- _WHAT IS NEEDED_: Retype the data below exactly, skipping pictures.
** DATA follows **
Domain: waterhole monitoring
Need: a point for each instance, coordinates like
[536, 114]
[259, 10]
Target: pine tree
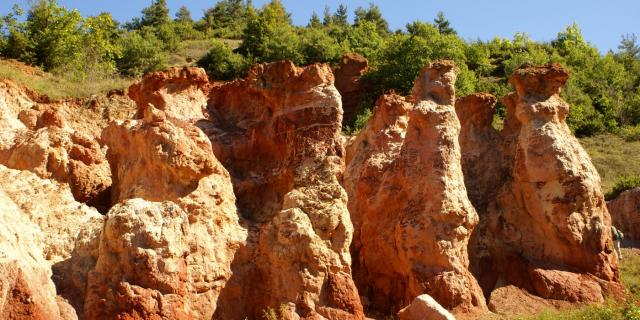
[184, 15]
[341, 16]
[314, 22]
[156, 14]
[443, 24]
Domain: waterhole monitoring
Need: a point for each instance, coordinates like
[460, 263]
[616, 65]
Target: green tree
[55, 38]
[314, 21]
[142, 52]
[374, 15]
[269, 35]
[341, 17]
[226, 19]
[101, 45]
[157, 14]
[184, 15]
[443, 24]
[221, 63]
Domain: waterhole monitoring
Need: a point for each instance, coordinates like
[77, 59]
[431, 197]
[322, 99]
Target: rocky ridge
[224, 200]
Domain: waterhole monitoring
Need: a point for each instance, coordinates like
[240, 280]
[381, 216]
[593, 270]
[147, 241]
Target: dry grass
[614, 157]
[57, 86]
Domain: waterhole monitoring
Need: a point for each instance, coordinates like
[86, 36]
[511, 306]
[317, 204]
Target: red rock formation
[179, 92]
[278, 133]
[480, 144]
[39, 223]
[407, 194]
[625, 213]
[548, 230]
[54, 151]
[191, 259]
[347, 74]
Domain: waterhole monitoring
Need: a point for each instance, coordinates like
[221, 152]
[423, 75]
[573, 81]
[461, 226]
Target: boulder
[407, 196]
[52, 150]
[41, 223]
[179, 92]
[348, 73]
[548, 229]
[186, 190]
[625, 214]
[278, 133]
[424, 307]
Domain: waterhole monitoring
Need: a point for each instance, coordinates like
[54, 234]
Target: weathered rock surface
[52, 150]
[278, 133]
[40, 227]
[482, 161]
[181, 271]
[179, 92]
[548, 229]
[424, 307]
[625, 214]
[407, 196]
[347, 74]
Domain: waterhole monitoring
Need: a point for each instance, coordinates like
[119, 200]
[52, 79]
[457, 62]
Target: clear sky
[602, 22]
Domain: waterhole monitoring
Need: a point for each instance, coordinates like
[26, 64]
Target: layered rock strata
[410, 206]
[278, 134]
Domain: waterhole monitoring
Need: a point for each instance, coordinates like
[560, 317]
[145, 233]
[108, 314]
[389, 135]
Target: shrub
[223, 64]
[623, 184]
[631, 133]
[142, 53]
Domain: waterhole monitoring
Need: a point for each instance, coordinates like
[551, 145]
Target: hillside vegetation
[604, 89]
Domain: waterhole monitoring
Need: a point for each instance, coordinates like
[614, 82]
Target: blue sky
[602, 22]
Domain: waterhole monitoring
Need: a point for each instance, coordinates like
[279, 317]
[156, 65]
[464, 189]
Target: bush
[223, 64]
[623, 184]
[142, 53]
[630, 133]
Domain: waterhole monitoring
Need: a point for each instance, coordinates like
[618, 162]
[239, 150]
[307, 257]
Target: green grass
[57, 87]
[614, 157]
[612, 310]
[191, 51]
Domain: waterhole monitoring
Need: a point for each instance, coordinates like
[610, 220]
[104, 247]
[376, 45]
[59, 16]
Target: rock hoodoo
[547, 231]
[278, 134]
[227, 200]
[415, 218]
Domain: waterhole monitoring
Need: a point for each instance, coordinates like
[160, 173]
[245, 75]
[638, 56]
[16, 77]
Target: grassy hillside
[613, 157]
[57, 86]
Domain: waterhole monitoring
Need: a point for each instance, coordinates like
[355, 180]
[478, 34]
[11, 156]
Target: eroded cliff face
[278, 133]
[416, 219]
[625, 214]
[223, 200]
[548, 229]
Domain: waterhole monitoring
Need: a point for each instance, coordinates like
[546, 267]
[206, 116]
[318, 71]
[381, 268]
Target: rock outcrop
[347, 74]
[547, 230]
[41, 225]
[52, 150]
[278, 134]
[625, 214]
[407, 196]
[425, 307]
[179, 92]
[170, 255]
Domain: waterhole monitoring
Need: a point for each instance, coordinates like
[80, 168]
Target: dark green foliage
[603, 91]
[623, 184]
[157, 14]
[223, 64]
[184, 15]
[443, 24]
[373, 15]
[226, 19]
[142, 53]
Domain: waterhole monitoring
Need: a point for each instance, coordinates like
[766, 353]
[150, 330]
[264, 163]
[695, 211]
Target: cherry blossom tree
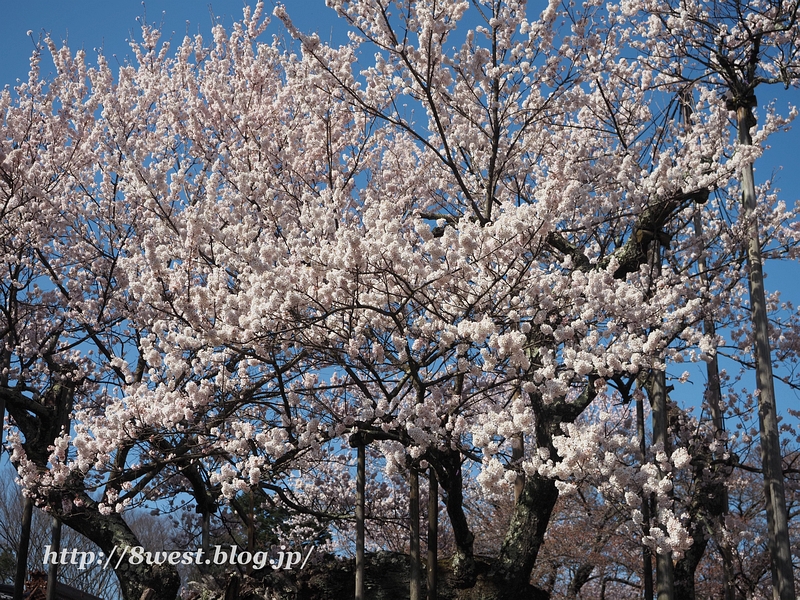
[445, 243]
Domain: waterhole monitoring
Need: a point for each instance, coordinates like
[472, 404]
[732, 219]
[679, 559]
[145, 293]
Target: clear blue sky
[108, 24]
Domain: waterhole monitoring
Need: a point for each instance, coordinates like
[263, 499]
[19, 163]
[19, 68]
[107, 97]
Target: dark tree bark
[415, 592]
[22, 550]
[55, 546]
[433, 535]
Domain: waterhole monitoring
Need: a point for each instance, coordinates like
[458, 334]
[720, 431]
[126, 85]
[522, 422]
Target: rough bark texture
[774, 489]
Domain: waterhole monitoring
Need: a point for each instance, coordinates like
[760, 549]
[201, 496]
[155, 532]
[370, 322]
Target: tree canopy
[477, 240]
** End of DATA **
- _ANSWER BOX_:
Domain: waterhole monitoring
Need: a point for each instance, coordinates like
[536, 114]
[259, 10]
Target: pine tree
[184, 15]
[341, 16]
[314, 22]
[156, 14]
[443, 24]
Domain: waterhole monitoring
Need: a point for each instance, coordinates like
[460, 263]
[616, 65]
Target: green tree
[55, 38]
[314, 21]
[142, 52]
[374, 15]
[269, 35]
[341, 17]
[226, 19]
[101, 45]
[157, 14]
[184, 15]
[443, 24]
[221, 63]
Domain: waterhole monitoring
Need: a point for each instance, coordinates like
[77, 59]
[431, 197]
[322, 99]
Target: rocky ridge
[224, 200]
Domain: waterhole monitoring
Need: a point for each instance, coordinates like
[240, 280]
[381, 216]
[593, 270]
[147, 241]
Target: dry grass
[614, 157]
[57, 86]
Domain: waterhole monitoring
Need: a point for each instance, coordinates like
[86, 36]
[511, 306]
[317, 204]
Target: red rock formation
[179, 92]
[278, 133]
[480, 144]
[39, 223]
[407, 194]
[625, 213]
[548, 230]
[54, 151]
[191, 259]
[347, 74]
Domain: waterhole monitoring
Need: a point for each instance, coordinates like
[221, 152]
[423, 75]
[573, 81]
[461, 226]
Target: boulder
[407, 196]
[52, 150]
[41, 223]
[179, 92]
[348, 73]
[548, 229]
[186, 190]
[625, 214]
[278, 133]
[424, 307]
Domain: waterhole monitoring
Need: a point for each instance, coordinates like
[54, 234]
Target: weathered rock surface
[52, 150]
[278, 133]
[40, 227]
[482, 161]
[181, 271]
[179, 92]
[548, 229]
[424, 307]
[625, 214]
[407, 196]
[347, 74]
Domain: waterhole monitoring
Need: a point for each instance, coordinates like
[119, 200]
[52, 79]
[457, 62]
Target: clear sky
[602, 22]
Domain: waterhole monitoring
Need: a point for each instance, coordinates like
[26, 64]
Target: layered rock strata
[410, 206]
[278, 134]
Domain: waterhole monitoring
Need: a point for each instance, coordinates like
[560, 317]
[145, 233]
[108, 314]
[389, 135]
Target: shrub
[223, 64]
[623, 184]
[631, 133]
[142, 53]
Domain: waterhole monitoring
Need: a point for each instance, coordinates like
[551, 145]
Target: hillside vegetation
[604, 89]
Domain: waterhole monitoring
Need: a point for each instance, coordinates like
[614, 82]
Target: blue sky
[602, 22]
Domain: waterhole monitoring
Need: a point for each instance, coordinates like
[279, 317]
[156, 65]
[464, 189]
Target: bush
[223, 64]
[623, 184]
[142, 53]
[630, 133]
Domain: waterhole monitoring
Need: a point for each instance, coordinates like
[618, 162]
[239, 150]
[307, 257]
Target: green grass
[57, 87]
[614, 157]
[612, 310]
[191, 51]
Domain: waterhole monitoring
Need: a point for each instance, coordinates like
[610, 220]
[104, 247]
[376, 45]
[59, 16]
Target: rock hoodoo
[547, 231]
[278, 134]
[227, 200]
[415, 218]
Domain: waterhole monitoring
Need: a point for each instance, coordinates like
[160, 173]
[245, 75]
[638, 56]
[16, 77]
Target: grassy hillside
[613, 157]
[57, 86]
Domain: waterhole monitoring
Need: a point for each instance, coordinates like
[355, 180]
[478, 34]
[11, 156]
Target: eroded cliff face
[278, 133]
[416, 219]
[625, 214]
[223, 200]
[548, 229]
Domain: waterhole monitoring
Need: a point for each instance, coordinates like
[546, 267]
[206, 116]
[318, 71]
[381, 268]
Target: rock outcrop
[347, 74]
[547, 230]
[41, 225]
[52, 150]
[278, 134]
[625, 214]
[407, 196]
[425, 307]
[179, 92]
[170, 255]
Domain: waterhole monitoring
Need: a point for each instance, coordinates like
[80, 168]
Target: dark green foliage
[603, 91]
[623, 184]
[157, 14]
[223, 64]
[184, 15]
[443, 24]
[373, 15]
[226, 19]
[142, 53]
Domain: waterhole monitoring
Need: a point for each instance, coordinates like
[766, 353]
[150, 330]
[264, 163]
[695, 211]
Target: cherry blossom tree
[445, 243]
Domain: waterhole monitoring
Need: a point for each instance, coordinates like
[472, 404]
[732, 219]
[679, 559]
[145, 293]
Target: clear blue sky
[108, 24]
Domain: waterhole monitoring
Need: a point for each instance, coordinates like
[263, 499]
[19, 163]
[19, 68]
[107, 97]
Target: dark tree bark
[415, 592]
[22, 550]
[55, 546]
[433, 535]
Domain: waterhole monitoring
Need: a point for each instance, coordinates like
[458, 334]
[720, 431]
[126, 85]
[522, 422]
Target: rough bark texture
[774, 489]
Domain: waterhole monitoring
Need: a point for each instance, coordinates like
[760, 549]
[201, 496]
[155, 532]
[370, 322]
Target: tree canopy
[477, 240]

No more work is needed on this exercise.